SELECTION:
Case ID: sw2d_495/html/0248-01.html
Source: Caselaw Access Project
Author: {"author": "GREEN, Commissioner.", "license": "Public Domain", "url": "https://static.case.law/"}
Date Created: 2024-08-24T03:29:51.129683

Charlie B. MASON, Appellant, v. The STATE of Texas, Appellee.
    No. 46894.
    Court of Criminal Appeals of Texas.
    May 30, 1973.
    Rehearing Denied June 20, 1973.
    Malcolm C. Schulz, Abilene, for appellant.
    
      Ed Paynter, Dist. Atty., and Bob Lindsey, Asst. Dist. Atty., Abilene, Jim D. Voll-ers, State’s Atty., and Robert A. Huttash, Asst. State’s Atty., Austin, for the State.
   OPINION

GREEN, Commissioner.

This is an appeal from an order revoking probation.

Appellant, on August 7, 1972, was convicted of felony theft. His punishment was assessed at five years, probated. The first condition of his probation was that he commit no offense against the laws of this State or any other State or the United States.

On August 30, 1972, the State filed a motion to revoke probation, in which it alleged the following, among others, as breaches of the conditions of the probation:

“(3) said probationer, Charlie B. Mason,, on or about the 9th day of August, 1972, within the Territorial Limits of the City of Abilene, County of Taylor and State of Texas, did then and there unlawfully make an assault and/or battery on the person of one Maria Baker in that the said Charlie B. Mason struck the complainant about the body with a gun with the intent to injure said complainant and without the consent of complainant placing the said Maria Baker in great fear of bodily harm;
“(4) said probationer, Charlie B. Mason, on or about the 29th day of August, 1972, in the City of Abilene, County of Taylor, and State of Texas, was drunk in public.”

A hearing was had before the court, at the conclusion of which the State waived grounds alleged in its motion other than the two stated above. The court orally found that appellant was shown to have violated the terms of his probation in the respects alleged in (3) and (4) of the motion, supra, revoked the probation, and thereafter, on November 17, 1972, sentenced appellant.

In his first two grounds of error, appellant contends that the court abused its discretion in revoking probation for being drunk in a public place for the reason that the evidence is insufficient for such finding.

Officer Jim Nance of the Abilene police force testified that about 2:19 A.M. on August 29, 1972, he and his partner Bobby Drake arrested appellant as he was coming out of the Little Red Barn, a restaurant within the city limits of Abilene. Nance stated that he observed the demeanor and conduct of appellant at “close hand,” and that he placed him under arrest “for being drunk in public.” He described appellant as being “unsure on his feet, and there was a faint odor of alcohol on his person; his eye lids was drooping; he was very incoherent.” Nance testified on both direct and on cross-examination that in his opinion appellant was drunk at the time of his arrest.

Officer Drake testified that, from his observations of appellant at the Little Red Barn, he formed the opinion he was drunk. He stated that he did not get close enough to appellant there to detect any odors, but that at the police station, he, Drake, smelled alcohol.

Appellant did not testify.

MATERIAL SUPPLIED:

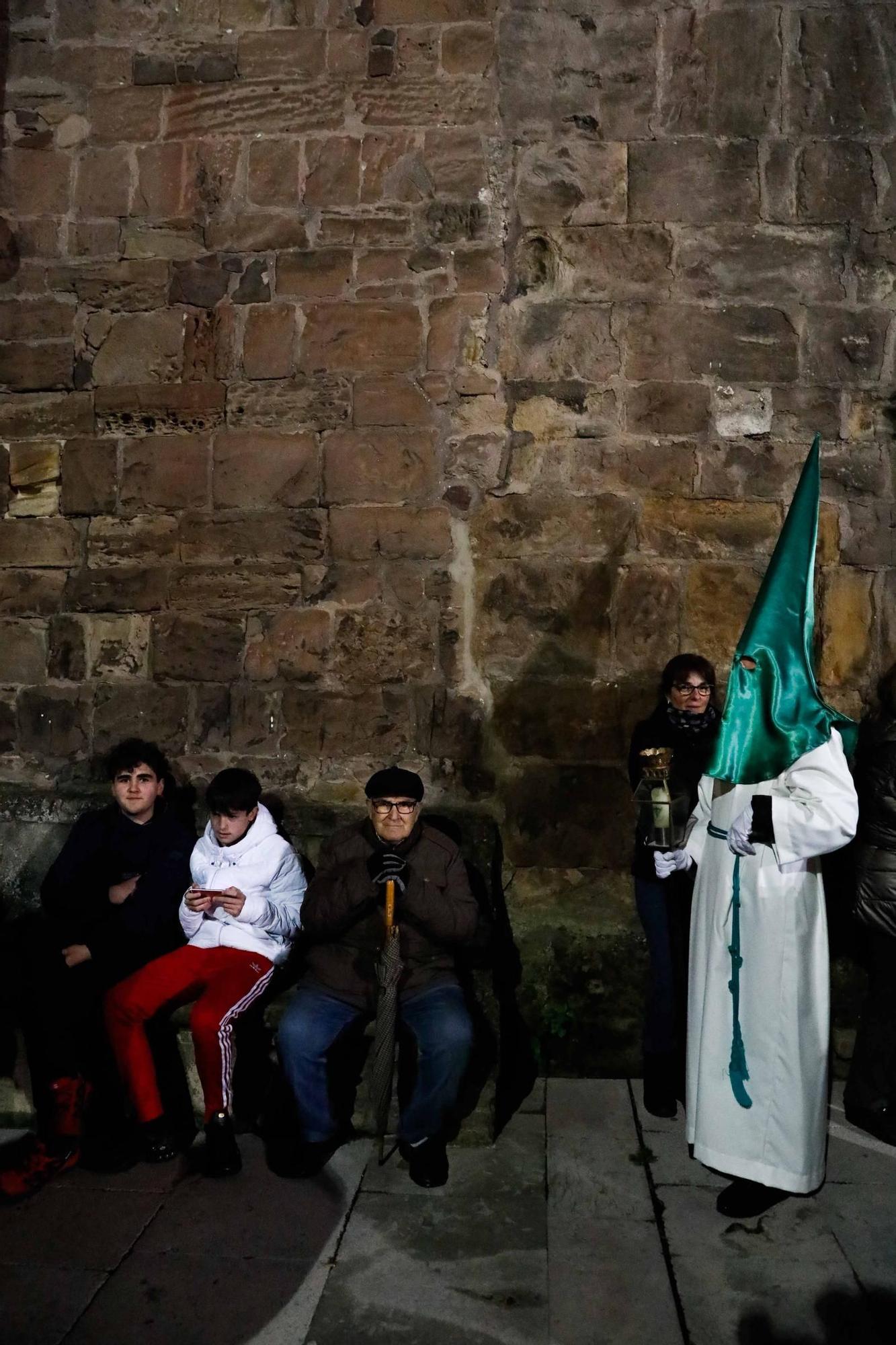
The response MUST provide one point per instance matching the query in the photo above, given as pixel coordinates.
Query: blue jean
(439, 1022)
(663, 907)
---
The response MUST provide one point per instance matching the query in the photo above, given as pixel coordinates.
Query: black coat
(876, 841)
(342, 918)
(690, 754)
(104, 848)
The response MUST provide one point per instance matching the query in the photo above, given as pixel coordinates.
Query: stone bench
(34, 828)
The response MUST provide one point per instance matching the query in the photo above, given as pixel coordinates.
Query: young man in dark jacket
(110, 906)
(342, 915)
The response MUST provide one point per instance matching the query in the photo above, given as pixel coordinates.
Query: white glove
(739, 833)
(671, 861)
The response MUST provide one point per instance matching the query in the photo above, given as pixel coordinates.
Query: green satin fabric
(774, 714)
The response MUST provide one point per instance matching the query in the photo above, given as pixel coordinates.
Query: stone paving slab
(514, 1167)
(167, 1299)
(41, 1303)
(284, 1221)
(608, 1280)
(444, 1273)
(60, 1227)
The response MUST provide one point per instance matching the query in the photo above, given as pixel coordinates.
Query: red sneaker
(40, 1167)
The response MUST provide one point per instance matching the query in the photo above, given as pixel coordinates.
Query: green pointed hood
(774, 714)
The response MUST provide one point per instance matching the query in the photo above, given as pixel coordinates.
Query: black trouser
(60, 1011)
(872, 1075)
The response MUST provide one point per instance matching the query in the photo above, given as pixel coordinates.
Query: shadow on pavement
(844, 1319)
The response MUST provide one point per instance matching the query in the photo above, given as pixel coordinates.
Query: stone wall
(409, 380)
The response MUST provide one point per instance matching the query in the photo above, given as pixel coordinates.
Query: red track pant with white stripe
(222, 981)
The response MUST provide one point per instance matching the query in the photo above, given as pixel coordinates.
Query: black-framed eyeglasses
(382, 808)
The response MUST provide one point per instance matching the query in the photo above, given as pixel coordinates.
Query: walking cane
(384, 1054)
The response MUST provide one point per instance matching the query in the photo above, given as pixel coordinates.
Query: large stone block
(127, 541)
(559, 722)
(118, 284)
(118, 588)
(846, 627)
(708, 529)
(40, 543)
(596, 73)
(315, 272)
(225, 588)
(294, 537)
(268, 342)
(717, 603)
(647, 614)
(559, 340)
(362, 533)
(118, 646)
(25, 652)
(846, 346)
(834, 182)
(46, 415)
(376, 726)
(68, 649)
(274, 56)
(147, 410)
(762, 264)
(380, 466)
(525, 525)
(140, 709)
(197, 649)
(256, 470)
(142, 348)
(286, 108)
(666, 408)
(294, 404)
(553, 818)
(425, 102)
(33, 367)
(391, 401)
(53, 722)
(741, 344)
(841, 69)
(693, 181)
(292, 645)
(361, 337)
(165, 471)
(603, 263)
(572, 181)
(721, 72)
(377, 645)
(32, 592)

TO BE DONE:
[1] In the probation revocation opinion, reproduce the passage from "Case ID: sw2d_495/html/0248-01.html" up to and including "June 20, 1973.", substituting "Texas Court of Criminal Appeals" for "Court of Criminal Appeals of Texas".
[2] According to the probation revocation opinion, why does the appellant contend in his first two grounds of error that the court abused its discretion in revoking probation for being drunk in a public place?
[3] In the probation revocation opinion, at about what time on August 29, 1972, did the officers arrest the appellant?
The records were drawn from a separate source and are unrelated to the probation revocation opinion.

SOLUTIONS TO THE TASKS:
[1]
Case ID: sw2d_495/html/0248-01.html
Source: Caselaw Access Project
Author: {"author": "GREEN, Commissioner.", "license": "Public Domain", "url": "https://static.case.law/"}
Date Created: 2024-08-24T03:29:51.129683

Charlie B. MASON, Appellant, v. The STATE of Texas, Appellee.
    No. 46894.
    Texas Court of Criminal Appeals.
    May 30, 1973.
    Rehearing Denied June 20, 1973.

[2] He contends that the evidence is insufficient to support the finding that he was drunk in a public place.

[3] About 2:19 A.M.